_Aim_
Answer the following questions using the forum thread on fish and pain.
(a) According to the opening post, what makes a large brown in the shallows refuse offerings, if not genius?
(b) In the passage quoted from Waif, what takes over in humans when conditions dictate?
(c) What does Fishndude say fish very likely feel when they are hooked?

_Selected text_

— START —

A brown watching me from the shallows big enough to have been hooked repeatedly before can be expected to refuse offerings. Not out of genius , but conditioning.
It's response to an offering can be avoidance by ignoring it , curiosity leading to a sniff , or flight.
Yet later near dark it will chase a bait matching it's recent meals with my returning and being in sight , if being hooked was not the recent result.
A primitive brain fixated on survival actions and responses alone , or capable of association? Or both depending on activity level?


----------



## Michigan Trout Addict (Oct 28, 2015)

Waif said:


> When conditions dictate , the ID takes over in humans.
> Survival is the priority and all other things are gone.
> The struggle produces lactic acid and even damage to muscle, even nerves , but while oxygen and will to live/ instinct to fight remain ; the fight continues . Till overwhelmed by stress and convulsions disrupt control , or victim is subdued by the cause of stress... or breaks free from what is oppressing it. Complete recovery may or may not follow.
> 
> ...


I enjoy what you have written. It brings to questions lots of things. Perhaps none of us will ever know. For now, we speculate. I appreciate the input and questioning of what we all may think is truth. So many differing opinions with solid examples backing them makes for a great discussion. Cheers!


----------



## Fishndude (Feb 22, 2003)

If I thought for one second that hooking, and fighting fish causes them pain that was even minutely close to the pain it would cause us, I would never cast another line. That is why we don't "fish" for dogs, cats, etc. 

Fortunately I educated myself about fish when I was quite young, and I fully understand that they don't feel pain at all. They very likely feel something similar to our feeling of panic when they are hooked, but not pain.


----------



## Michigan Trout Addict (Oct 28, 2015)

— END —

_Provided information_
— START —

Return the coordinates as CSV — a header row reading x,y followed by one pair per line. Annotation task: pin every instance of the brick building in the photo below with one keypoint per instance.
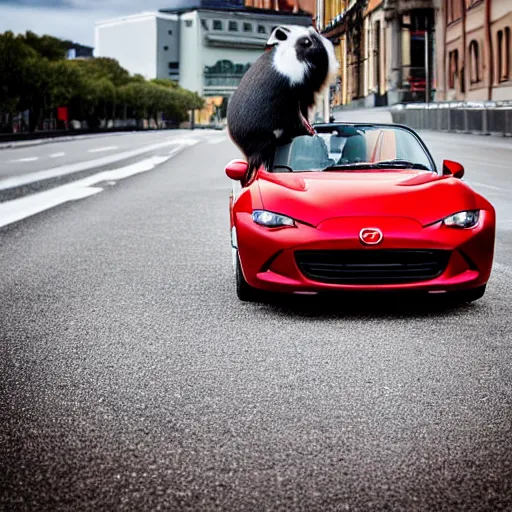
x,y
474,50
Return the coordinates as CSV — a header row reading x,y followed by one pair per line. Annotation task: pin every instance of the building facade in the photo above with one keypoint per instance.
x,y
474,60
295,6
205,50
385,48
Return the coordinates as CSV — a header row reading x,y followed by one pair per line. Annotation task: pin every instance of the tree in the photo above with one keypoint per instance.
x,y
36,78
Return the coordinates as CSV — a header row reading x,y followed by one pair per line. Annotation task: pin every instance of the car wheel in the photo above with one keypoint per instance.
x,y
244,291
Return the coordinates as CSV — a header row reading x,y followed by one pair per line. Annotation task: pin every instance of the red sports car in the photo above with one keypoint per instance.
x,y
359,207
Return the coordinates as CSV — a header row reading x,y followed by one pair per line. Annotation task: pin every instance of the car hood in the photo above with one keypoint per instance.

— END —

_In response_
(a) Conditioning.
(b) The ID.
(c) Something similar to our feeling of panic, but not pain.